▶ **Tasks and exercises**:
A: Answer these questions from the forum thread about BTEC qualifications:
(i) What level of BTEC IT course is Helen Back taking at college?
(ii) How long has Mrs Magpie's husband been a programmer?
(iii) In what month and year does Helen Back's course finish?
B: Carry on the forum thread about BTEC qualifications from the point where it stops.

▶ **Text for analysis**:
....................

# I.T. Employers - do you respect BTEC qualifications?



## Helen Back (Jan 27, 2012)

I wasn't sure whether to put this in here of the techy forum but this will do.

I'm doing a Level 3 BTEC IT course (enhanced) at college and I've heard a couple of rumours that employers and universities don't regard them as being worth much. Is this so?

Also, the course claims that the top mark is the equivalent of 3 x A levels at A* grade. What are your thoughts on that?


----------



## Pingu (Jan 27, 2012)

depends on what you cover in the BTEC.

personally I am less impressed with qualifications and more impressed with general aptitude (which can be demonstrated by the qualification). IME college based IT course bear very ittle resembalance to the challanges faced in the real world but CAN gve you a grounding in the technologies.

Howver - and this is the bit you will hate - experience trumps qualifications every time


----------



## Helen Back (Jan 27, 2012)

Pingu said:


> depends on what you cover in the BTEC.
> 
> personally I am less impressed with qualifications and more impressed with general aptitude (which can be demonstrated by the qualification). IME college based IT course bear very ittle resembalance to the challanges faced in the real world but CAN gve you a grounding in the technologies.
> 
> Howver - and this is the bit you will hate - experience trumps qualifications every time



Cool!  I don't have any experience in an actual IT job but I'm 50 and I've been messing about with PCs for years. I've spoken to a few people online who are recruiters and apparently my age will go for me more times than against me. And if it does turn out that I'm wasting my time on this course then at least I'm having fun doing it.


----------



## Pingu (Jan 27, 2012)

a lot will also depend on what it is you want to do.

you need differnt qualities to be a programmer - analytical mind, love of caffine, antisocial tendacies, aversion to wearing a suit than you do to be a good support person - good communicator, ability to bullshit, aptitude for eating mars bars whilsttyping and talking at the same time.


----------



## Helen Back (Jan 27, 2012)

I haven't decided what I want to do yet. I'm just going to get the BTEC then see what my options are.


----------



## Pingu (Jan 27, 2012)

tbh you need to get an idea now. if you want to go into programming then you will need to learn programming languages (plus be the sort of person thats suited to it obv). if you want to go into support then problem solving and a more rounded knowledge would be better than concentrated knowledge in on area.

there are some it recruitment people on here who may be able to input too


----------



## Helen Back (Jan 28, 2012)

It's not a course where I can concentrate on one particular thing, it does a little bit of everything and has a set curriculum. It started in September and runs until July 2013 so there's plenty of time yet.


----------



## Mrs Magpie (Jan 28, 2012)

Pingu said:


> you need differnt qualities to be a programmer - analytical mind, love of caffine, antisocial tendacies, aversion to wearing a suit


My husband has been a programmer for nearly 30 years. This is so unlike him as to be practically a completely opposite description although he likes a good cup of coffee first thing. He is however, also a linguist and a musician. It's just another language really.


----------



## grit (Jan 28, 2012)

Pingu said:


> tbh you need to get an idea now. if you want to go into programming then you will need to learn programming languages (plus be the sort of person thats suited to it obv). if you want to go into support then problem solving and a more rounded knowledge would be better than concentrated knowledge in on area.

....................

▶ **Excerpted data**:
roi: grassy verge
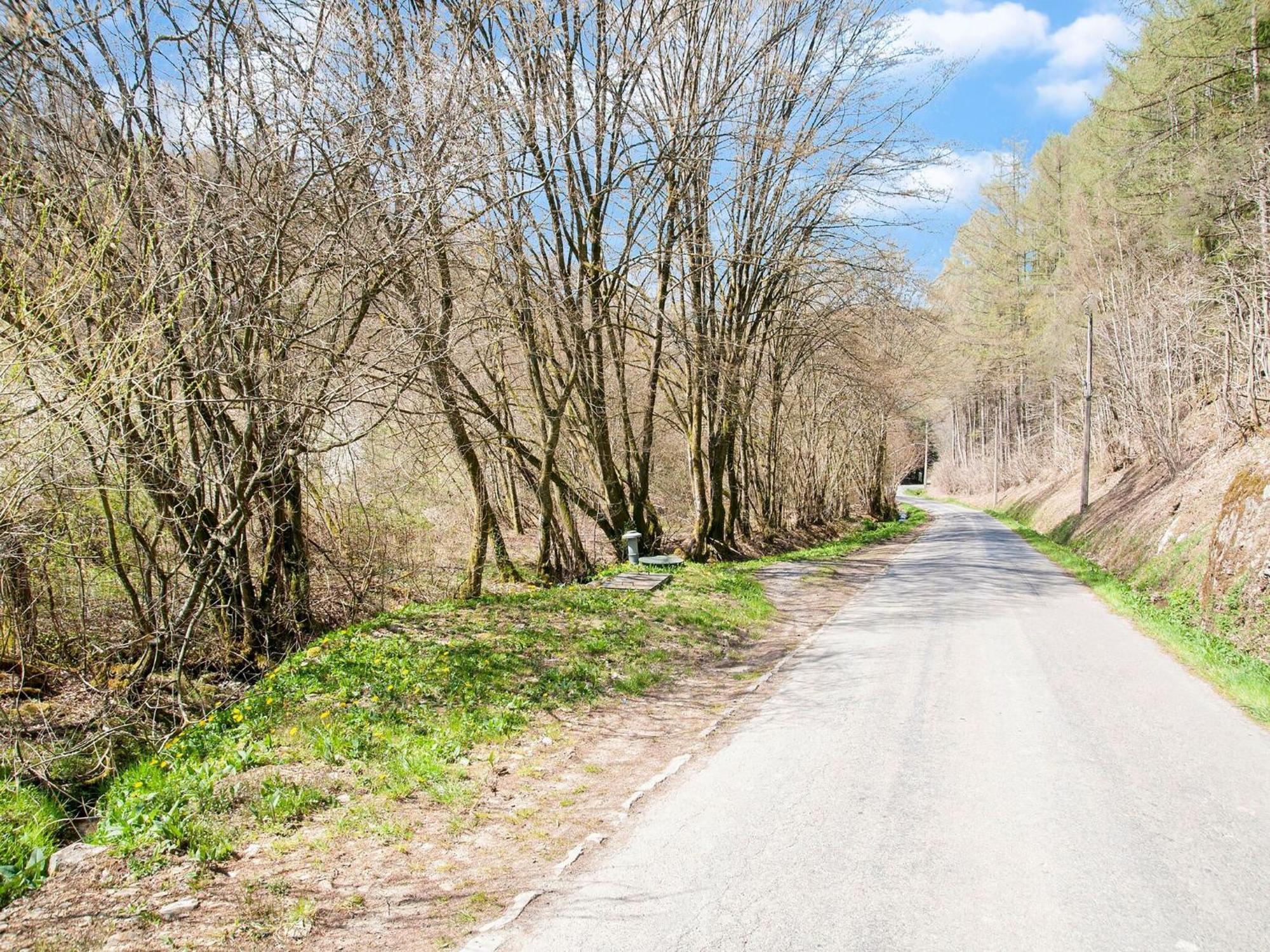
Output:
[7,506,925,899]
[0,783,66,906]
[988,510,1270,724]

....................

▶ **Answers by task**:
A:
(i) Level 3 (enhanced)
(ii) Nearly 30 years
(iii) July 2013

B:
> 
> there are some it recruitment people on here who may be able to input too



Agreed with all this above, however support has a far fewer career progression opportunities.


----------



## sim667 (Jan 30, 2012)

I think they tend to be far more interested in stuff like the microsoft server quals etc

I want to do some as I think id be better off moving into IT and AV properly than doing what I do at the moment.


----------



## Pingu (Jan 30, 2012)

just to summerise my feelings on this I probaly would not respect the actual qualification.

but i would respect the work that went into getting it


----------



## Bob_the_lost (Jan 31, 2012)

There's two general types of qualification: Generalist and Specialist.

Generalist ones like Computer Science degrees and probably this BTEC are good for getting you into an entry level job but won't give you much in the way of useable skills for any company. They hire you because they need someone to do a role but are willing to teach you it.

Microsoft, VMWare, Cisco etc. qualifications are supposed to show that you're ready and able to be launched into role X straight off with the skills and knowledge to use a system already. They are more tightly focussed and normally product specific.

Either way the main role of them is to get you into the interview, once you're there they won't help you much but they're great for getting in the door.


----------



## Helen Back (Jan 31, 2012)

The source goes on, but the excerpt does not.